[[ STORED DATA, beginning ]]

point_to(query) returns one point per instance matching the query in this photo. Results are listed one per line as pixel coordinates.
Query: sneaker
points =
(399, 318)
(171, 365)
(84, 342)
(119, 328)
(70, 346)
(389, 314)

[[ STORED DATA, end ]]

= WHAT THE TASK ASKS =
Nothing may be omitted or altered; reproduce all of the entries.

= RESPONSE TO THIS TASK =
point_to(query) returns one point per instance matching the query in this photo. Results are listed one per line as pixel coordinates.
Query: sneaker
points =
(399, 318)
(171, 365)
(84, 342)
(119, 328)
(70, 346)
(389, 314)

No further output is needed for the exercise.